What to work on →
Return the passage of the diabetes study report below from "Despite receiving treatment" to "maximum variation sampling.", copied word for word.

Page text →
---

Despite receiving treatment at specialised diabetic centres, most of the diabetic patients in Bangladesh have no proper knowledge about controlling the disease and how to use the medication, says a new study of icddr,b.
Principal Investigator Dr Shariful Islam, a senior research investigator from the non-communicable diseases division at icddr,b, and colleagues conducted the study to explore patients’ perspective on medication adherence to diabetes type 2 in Bangladesh.
The researchers conducted in-depth face-to-face interviews with 12 type 2 diabetic patients attending a tertiary hospital in Dhaka city between February and March, 2014. Participants were purposively sampled representing different age groups, education levels, years since diagnosis with diabetes, and glycemic status, to achieve maximum variation sampling.
During the study, the participants were asked about their knowledge and perception about diabetes, including its causes, long-term impact and how diabetes may be controlled.
But, its findings reveal that although patients receive treatment in specialised diabetes centres, they have misconceptions about medication.

---

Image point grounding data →
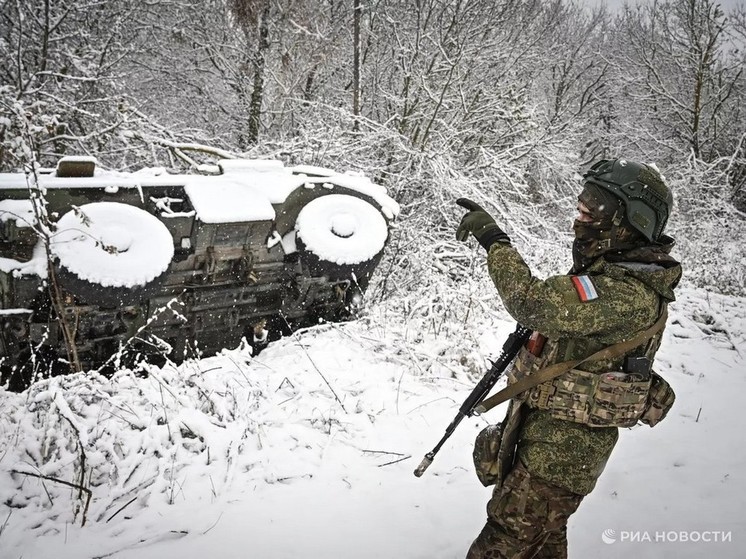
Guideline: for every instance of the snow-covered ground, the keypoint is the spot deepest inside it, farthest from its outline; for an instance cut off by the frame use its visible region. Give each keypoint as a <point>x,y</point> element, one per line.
<point>307,451</point>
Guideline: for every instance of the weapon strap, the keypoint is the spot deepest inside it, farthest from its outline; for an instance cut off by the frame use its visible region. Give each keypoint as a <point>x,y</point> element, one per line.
<point>553,371</point>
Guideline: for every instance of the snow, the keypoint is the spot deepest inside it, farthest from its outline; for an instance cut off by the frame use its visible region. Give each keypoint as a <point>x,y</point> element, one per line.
<point>246,191</point>
<point>227,201</point>
<point>342,229</point>
<point>21,211</point>
<point>113,244</point>
<point>237,456</point>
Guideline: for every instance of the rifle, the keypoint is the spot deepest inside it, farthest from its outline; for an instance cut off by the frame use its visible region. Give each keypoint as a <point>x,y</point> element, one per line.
<point>510,349</point>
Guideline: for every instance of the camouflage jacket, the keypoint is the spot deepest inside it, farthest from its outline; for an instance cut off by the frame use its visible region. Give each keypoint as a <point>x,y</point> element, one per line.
<point>611,302</point>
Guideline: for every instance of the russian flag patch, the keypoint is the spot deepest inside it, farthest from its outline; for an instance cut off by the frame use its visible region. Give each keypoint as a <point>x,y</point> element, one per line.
<point>585,288</point>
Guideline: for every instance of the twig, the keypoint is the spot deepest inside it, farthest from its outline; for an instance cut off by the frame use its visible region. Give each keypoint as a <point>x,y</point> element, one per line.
<point>315,367</point>
<point>213,526</point>
<point>120,509</point>
<point>7,519</point>
<point>383,452</point>
<point>407,457</point>
<point>88,492</point>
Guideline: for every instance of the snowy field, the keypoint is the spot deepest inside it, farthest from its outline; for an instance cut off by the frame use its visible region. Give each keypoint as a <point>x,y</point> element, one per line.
<point>307,451</point>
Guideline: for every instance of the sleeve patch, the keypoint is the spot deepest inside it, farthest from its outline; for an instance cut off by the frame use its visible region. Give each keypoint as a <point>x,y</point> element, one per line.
<point>585,288</point>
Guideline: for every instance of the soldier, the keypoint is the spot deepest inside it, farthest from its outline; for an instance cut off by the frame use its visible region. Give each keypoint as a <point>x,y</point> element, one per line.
<point>559,434</point>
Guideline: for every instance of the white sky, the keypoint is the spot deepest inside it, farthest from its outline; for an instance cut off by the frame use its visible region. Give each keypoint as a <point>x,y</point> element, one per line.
<point>727,5</point>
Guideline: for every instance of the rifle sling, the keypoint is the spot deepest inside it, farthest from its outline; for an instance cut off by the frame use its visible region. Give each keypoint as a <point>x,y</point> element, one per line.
<point>553,371</point>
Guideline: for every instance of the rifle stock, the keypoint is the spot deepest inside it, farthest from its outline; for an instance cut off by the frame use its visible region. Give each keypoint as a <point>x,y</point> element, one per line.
<point>510,349</point>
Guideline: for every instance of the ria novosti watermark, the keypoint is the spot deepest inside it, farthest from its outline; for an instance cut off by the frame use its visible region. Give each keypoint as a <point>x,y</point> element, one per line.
<point>666,536</point>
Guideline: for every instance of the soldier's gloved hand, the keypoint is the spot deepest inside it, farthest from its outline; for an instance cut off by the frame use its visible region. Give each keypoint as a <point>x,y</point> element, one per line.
<point>480,224</point>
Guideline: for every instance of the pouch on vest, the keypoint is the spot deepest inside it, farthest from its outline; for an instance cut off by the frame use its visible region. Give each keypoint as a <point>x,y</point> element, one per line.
<point>484,455</point>
<point>494,447</point>
<point>660,400</point>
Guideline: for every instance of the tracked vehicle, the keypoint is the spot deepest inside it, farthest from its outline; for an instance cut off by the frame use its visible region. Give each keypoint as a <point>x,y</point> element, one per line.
<point>178,264</point>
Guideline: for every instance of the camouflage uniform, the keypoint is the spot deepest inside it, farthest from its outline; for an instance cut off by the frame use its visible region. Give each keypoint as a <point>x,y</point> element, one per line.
<point>558,461</point>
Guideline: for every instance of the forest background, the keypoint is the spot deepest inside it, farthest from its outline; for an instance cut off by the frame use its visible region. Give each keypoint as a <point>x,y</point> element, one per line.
<point>501,101</point>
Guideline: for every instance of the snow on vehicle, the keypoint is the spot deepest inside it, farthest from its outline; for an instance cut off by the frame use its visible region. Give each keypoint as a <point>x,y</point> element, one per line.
<point>181,262</point>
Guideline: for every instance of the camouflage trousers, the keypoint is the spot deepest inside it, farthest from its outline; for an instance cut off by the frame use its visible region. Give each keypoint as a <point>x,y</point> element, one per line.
<point>527,519</point>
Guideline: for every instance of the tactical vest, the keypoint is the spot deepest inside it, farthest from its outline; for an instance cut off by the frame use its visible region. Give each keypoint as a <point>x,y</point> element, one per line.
<point>606,398</point>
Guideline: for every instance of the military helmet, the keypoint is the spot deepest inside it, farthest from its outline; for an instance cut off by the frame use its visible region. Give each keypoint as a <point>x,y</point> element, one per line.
<point>647,200</point>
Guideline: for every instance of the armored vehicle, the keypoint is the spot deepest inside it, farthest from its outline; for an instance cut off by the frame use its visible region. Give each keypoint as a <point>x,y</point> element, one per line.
<point>178,264</point>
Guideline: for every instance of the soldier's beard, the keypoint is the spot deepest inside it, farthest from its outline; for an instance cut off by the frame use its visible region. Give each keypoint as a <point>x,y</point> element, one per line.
<point>585,248</point>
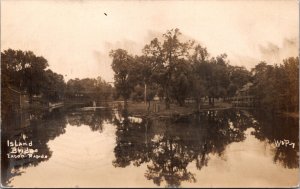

---

Response for this exercise →
Despite receiving treatment at specialised diabetic centres, most of the diabetic patients in Bangladesh have no proper knowledge about controlling the disease and how to use the medication, says a new study of icddr,b.
Principal Investigator Dr Shariful Islam, a senior research investigator from the non-communicable diseases division at icddr,b, and colleagues conducted the study to explore patients’ perspective on medication adherence to diabetes type 2 in Bangladesh.
The researchers conducted in-depth face-to-face interviews with 12 type 2 diabetic patients attending a tertiary hospital in Dhaka city between February and March, 2014. Participants were purposively sampled representing different age groups, education levels, years since diagnosis with diabetes, and glycemic status, to achieve maximum variation sampling.